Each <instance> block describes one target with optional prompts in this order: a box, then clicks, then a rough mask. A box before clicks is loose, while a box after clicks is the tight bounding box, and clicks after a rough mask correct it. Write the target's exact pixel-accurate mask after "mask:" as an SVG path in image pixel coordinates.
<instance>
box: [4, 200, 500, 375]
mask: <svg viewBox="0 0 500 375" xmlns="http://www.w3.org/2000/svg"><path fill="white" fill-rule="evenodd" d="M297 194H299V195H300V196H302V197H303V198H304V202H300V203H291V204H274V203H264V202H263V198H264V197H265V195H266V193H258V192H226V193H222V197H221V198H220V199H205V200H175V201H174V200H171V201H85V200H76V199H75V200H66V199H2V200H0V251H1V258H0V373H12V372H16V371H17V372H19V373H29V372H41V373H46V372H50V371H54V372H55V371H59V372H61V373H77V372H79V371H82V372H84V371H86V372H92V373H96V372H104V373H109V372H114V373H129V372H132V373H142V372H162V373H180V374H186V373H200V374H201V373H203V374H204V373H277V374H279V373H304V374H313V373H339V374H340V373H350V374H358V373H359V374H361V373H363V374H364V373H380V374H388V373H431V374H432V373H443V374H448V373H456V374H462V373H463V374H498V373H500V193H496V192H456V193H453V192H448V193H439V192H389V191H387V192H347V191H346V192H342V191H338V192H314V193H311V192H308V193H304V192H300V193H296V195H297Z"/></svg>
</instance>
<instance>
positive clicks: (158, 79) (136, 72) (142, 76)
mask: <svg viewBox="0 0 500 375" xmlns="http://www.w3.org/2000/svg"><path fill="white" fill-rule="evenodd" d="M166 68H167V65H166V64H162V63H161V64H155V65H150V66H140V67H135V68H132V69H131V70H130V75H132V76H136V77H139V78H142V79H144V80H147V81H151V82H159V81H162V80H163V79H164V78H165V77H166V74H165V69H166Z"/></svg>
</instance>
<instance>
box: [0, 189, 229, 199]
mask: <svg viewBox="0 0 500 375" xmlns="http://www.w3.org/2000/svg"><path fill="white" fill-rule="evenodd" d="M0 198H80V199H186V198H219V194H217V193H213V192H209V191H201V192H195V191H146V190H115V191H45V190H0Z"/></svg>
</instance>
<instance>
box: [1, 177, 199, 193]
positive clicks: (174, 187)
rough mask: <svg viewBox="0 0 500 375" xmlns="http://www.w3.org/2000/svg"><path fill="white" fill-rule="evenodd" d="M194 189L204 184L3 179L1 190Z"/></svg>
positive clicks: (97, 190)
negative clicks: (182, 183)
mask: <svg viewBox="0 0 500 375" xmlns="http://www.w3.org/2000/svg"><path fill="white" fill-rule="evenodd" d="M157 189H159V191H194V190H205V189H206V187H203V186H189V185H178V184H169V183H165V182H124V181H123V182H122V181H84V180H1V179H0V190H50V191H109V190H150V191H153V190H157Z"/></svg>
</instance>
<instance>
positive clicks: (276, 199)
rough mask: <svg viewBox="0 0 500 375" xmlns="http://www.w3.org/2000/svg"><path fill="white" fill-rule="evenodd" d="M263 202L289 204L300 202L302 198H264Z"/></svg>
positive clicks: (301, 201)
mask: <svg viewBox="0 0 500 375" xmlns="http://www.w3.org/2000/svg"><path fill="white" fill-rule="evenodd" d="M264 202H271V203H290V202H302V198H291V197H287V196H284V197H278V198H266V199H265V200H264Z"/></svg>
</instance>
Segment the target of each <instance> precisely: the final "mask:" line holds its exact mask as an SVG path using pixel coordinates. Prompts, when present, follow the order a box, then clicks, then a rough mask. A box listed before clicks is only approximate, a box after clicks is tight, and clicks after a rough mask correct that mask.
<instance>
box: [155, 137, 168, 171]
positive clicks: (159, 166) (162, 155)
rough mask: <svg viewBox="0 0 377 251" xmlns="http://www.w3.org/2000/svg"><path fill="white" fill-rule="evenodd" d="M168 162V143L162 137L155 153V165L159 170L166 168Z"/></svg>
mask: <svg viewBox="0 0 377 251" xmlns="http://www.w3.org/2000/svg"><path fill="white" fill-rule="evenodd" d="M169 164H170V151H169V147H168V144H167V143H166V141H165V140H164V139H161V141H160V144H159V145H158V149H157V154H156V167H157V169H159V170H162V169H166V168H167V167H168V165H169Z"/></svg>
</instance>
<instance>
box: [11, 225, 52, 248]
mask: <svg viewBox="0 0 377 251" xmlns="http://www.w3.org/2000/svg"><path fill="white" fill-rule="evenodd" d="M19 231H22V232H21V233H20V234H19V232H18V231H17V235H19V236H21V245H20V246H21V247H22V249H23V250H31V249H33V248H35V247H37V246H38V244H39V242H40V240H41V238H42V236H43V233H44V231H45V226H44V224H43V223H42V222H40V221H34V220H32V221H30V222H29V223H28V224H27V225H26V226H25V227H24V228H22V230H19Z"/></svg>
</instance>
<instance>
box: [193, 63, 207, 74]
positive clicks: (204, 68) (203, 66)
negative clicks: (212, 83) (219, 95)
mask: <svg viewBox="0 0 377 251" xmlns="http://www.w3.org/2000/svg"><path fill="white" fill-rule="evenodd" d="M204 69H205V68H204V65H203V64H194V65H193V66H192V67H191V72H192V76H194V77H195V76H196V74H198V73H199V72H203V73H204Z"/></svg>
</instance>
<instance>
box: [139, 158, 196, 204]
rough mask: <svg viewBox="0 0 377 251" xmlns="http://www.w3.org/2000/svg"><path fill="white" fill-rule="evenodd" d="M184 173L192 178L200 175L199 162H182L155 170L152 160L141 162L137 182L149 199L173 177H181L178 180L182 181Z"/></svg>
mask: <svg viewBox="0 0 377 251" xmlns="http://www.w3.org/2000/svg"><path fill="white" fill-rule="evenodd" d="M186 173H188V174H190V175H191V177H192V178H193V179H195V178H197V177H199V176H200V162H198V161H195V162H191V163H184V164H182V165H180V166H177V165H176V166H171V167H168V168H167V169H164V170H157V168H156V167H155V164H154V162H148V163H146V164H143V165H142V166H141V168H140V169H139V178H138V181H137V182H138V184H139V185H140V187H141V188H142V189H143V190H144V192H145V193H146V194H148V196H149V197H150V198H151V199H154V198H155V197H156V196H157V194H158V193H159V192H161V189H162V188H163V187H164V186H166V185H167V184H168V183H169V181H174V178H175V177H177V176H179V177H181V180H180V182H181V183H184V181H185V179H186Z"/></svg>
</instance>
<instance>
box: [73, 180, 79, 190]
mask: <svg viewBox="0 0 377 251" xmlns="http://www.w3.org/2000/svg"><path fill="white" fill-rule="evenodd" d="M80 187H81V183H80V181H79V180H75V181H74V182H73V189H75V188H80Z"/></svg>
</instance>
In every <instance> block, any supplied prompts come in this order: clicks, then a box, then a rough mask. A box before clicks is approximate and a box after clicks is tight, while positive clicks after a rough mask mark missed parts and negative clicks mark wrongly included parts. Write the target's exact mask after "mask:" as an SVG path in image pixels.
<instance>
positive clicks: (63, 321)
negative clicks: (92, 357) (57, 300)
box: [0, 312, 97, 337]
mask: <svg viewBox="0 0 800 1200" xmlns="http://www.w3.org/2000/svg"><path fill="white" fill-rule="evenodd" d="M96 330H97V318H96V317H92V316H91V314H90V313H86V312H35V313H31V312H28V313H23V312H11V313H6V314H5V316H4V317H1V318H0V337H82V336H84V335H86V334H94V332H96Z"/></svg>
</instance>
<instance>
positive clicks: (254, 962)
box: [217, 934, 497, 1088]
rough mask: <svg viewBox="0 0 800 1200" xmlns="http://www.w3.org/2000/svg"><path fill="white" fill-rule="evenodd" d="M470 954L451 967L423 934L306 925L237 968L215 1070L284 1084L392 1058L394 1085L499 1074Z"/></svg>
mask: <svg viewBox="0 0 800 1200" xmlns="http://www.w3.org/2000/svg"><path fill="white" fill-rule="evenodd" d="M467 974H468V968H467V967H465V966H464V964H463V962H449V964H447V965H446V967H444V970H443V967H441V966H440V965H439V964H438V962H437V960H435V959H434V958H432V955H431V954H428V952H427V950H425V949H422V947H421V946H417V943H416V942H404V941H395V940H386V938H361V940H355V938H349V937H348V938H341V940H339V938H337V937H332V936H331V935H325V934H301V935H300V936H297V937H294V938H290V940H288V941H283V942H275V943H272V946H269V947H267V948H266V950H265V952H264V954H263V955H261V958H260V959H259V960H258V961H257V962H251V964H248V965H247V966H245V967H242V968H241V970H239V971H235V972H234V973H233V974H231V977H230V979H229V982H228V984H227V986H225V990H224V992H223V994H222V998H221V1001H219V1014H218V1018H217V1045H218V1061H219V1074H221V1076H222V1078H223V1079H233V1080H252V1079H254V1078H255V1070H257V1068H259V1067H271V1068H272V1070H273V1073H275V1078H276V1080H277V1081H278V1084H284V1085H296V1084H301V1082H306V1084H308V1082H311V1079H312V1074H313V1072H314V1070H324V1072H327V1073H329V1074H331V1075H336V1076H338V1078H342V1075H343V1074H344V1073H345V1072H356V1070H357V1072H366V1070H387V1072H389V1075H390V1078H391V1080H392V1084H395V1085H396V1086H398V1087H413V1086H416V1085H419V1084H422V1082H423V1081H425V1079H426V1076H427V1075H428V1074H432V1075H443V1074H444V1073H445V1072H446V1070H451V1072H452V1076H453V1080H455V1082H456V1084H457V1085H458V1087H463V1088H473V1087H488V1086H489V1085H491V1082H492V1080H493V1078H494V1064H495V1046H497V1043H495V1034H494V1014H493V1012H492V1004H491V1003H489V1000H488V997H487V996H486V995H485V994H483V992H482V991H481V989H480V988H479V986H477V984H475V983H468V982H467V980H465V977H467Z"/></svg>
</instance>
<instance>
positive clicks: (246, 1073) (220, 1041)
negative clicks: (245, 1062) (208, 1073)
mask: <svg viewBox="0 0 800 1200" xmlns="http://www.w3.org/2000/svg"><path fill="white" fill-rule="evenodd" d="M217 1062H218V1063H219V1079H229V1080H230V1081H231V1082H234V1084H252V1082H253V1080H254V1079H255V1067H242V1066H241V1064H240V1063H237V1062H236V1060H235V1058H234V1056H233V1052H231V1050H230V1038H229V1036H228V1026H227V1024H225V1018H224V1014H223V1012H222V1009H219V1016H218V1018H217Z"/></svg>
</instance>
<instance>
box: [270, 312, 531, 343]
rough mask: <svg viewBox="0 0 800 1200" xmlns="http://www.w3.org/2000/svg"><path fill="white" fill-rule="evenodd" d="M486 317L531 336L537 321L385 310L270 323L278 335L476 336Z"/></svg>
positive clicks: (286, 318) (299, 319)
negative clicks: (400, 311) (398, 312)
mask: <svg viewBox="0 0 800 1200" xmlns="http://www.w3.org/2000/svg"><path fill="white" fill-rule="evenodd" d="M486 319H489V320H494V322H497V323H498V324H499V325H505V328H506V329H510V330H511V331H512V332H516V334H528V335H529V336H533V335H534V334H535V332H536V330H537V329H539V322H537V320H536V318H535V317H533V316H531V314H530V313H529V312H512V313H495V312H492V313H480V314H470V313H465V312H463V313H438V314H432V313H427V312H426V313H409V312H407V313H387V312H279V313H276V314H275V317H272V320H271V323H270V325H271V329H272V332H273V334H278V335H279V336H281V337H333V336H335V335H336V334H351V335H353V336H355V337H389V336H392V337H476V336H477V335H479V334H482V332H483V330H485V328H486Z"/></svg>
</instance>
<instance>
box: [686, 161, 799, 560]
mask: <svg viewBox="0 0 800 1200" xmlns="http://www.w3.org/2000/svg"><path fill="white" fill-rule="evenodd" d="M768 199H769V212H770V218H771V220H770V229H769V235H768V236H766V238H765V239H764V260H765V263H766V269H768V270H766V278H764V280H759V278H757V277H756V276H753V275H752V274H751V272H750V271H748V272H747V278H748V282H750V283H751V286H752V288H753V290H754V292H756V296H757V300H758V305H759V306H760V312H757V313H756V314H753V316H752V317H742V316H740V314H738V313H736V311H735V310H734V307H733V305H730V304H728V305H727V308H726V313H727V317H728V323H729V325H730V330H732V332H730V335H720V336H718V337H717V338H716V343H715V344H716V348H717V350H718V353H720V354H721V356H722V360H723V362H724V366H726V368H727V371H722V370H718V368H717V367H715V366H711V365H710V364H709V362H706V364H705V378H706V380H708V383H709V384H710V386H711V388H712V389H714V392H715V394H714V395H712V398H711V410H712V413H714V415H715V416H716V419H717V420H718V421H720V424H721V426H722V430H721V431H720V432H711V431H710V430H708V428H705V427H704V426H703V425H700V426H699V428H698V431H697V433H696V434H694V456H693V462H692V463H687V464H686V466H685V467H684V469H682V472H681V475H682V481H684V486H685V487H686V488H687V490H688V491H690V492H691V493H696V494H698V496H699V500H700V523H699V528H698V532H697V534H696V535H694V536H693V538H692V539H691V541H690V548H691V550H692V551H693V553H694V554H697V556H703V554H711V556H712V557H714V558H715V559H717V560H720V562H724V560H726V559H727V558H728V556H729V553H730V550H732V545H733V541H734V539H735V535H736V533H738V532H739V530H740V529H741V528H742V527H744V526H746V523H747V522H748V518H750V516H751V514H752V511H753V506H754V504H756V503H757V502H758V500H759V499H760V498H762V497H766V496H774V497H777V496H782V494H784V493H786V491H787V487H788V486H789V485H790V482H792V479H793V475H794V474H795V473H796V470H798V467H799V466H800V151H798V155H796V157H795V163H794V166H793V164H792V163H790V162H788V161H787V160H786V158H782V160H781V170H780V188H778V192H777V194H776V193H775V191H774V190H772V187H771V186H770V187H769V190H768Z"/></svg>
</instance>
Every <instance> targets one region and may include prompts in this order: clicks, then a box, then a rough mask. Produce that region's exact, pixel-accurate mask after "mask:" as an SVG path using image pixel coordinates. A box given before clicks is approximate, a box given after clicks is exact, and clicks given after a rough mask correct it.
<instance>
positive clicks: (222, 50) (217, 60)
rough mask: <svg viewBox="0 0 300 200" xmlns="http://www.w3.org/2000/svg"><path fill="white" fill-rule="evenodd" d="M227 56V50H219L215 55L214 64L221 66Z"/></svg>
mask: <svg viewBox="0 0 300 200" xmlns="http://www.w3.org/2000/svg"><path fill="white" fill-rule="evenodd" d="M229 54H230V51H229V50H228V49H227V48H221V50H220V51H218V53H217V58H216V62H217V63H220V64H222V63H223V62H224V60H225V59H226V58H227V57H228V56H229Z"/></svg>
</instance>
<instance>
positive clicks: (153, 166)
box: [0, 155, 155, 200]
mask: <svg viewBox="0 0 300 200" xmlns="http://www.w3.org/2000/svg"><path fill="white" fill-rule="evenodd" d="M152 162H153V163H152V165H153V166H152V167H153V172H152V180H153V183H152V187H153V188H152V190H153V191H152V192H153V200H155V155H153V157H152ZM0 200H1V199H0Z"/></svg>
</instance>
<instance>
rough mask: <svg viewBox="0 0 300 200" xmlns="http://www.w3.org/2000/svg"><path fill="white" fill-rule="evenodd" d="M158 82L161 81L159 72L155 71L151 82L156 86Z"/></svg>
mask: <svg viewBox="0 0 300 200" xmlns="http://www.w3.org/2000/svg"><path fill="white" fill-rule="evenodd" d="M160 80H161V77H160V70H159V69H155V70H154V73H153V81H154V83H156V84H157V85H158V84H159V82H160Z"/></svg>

..............................

**What is needed**
Your reply should hold only the lines from the first line of the records through the one with "positive clicks: (97, 190)", reproduced word for word.

**Written reply**
Each <instance> block describes one target with optional prompts in this order: a box, then clicks, then a rough mask. A box before clicks is loose, while a box after clicks is the tight bounding box, and clicks after a rough mask correct it. Write the target's exact pixel-accurate mask after "mask:" as an SVG path in image pixel coordinates.
<instance>
box: [4, 200, 500, 375]
mask: <svg viewBox="0 0 500 375" xmlns="http://www.w3.org/2000/svg"><path fill="white" fill-rule="evenodd" d="M297 194H299V195H300V196H302V197H303V198H304V202H300V203H291V204H274V203H264V202H263V198H264V197H265V195H266V193H258V192H226V193H222V197H221V198H220V199H205V200H175V201H174V200H171V201H85V200H76V199H75V200H66V199H2V200H0V251H1V258H0V373H12V372H16V371H17V372H19V373H29V372H41V373H46V372H50V371H54V372H55V371H59V372H61V373H77V372H79V371H82V372H84V371H86V372H92V373H96V372H104V373H109V372H114V373H129V372H132V373H142V372H162V373H180V374H186V373H200V374H201V373H203V374H204V373H277V374H279V373H304V374H313V373H339V374H340V373H350V374H358V373H359V374H361V373H363V374H364V373H380V374H388V373H431V374H432V373H443V374H448V373H456V374H462V373H463V374H498V373H500V193H496V192H456V193H453V192H448V193H439V192H389V191H387V192H347V191H346V192H342V191H338V192H314V193H311V192H308V193H304V192H300V193H296V195H297Z"/></svg>
</instance>
<instance>
positive clicks: (158, 79) (136, 72) (142, 76)
mask: <svg viewBox="0 0 500 375" xmlns="http://www.w3.org/2000/svg"><path fill="white" fill-rule="evenodd" d="M166 68H167V65H166V64H162V63H161V64H155V65H150V66H140V67H135V68H132V69H131V70H130V75H132V76H136V77H139V78H142V79H144V80H147V81H151V82H159V81H162V80H163V79H164V78H165V77H166V74H165V69H166Z"/></svg>
</instance>
<instance>
box: [0, 189, 229, 199]
mask: <svg viewBox="0 0 500 375" xmlns="http://www.w3.org/2000/svg"><path fill="white" fill-rule="evenodd" d="M0 198H80V199H186V198H219V194H217V193H213V192H209V191H201V192H195V191H146V190H115V191H45V190H0Z"/></svg>
</instance>
<instance>
box: [1, 177, 199, 193]
positive clicks: (174, 187)
rough mask: <svg viewBox="0 0 500 375" xmlns="http://www.w3.org/2000/svg"><path fill="white" fill-rule="evenodd" d="M194 189L204 184L3 179L1 190Z"/></svg>
positive clicks: (97, 190)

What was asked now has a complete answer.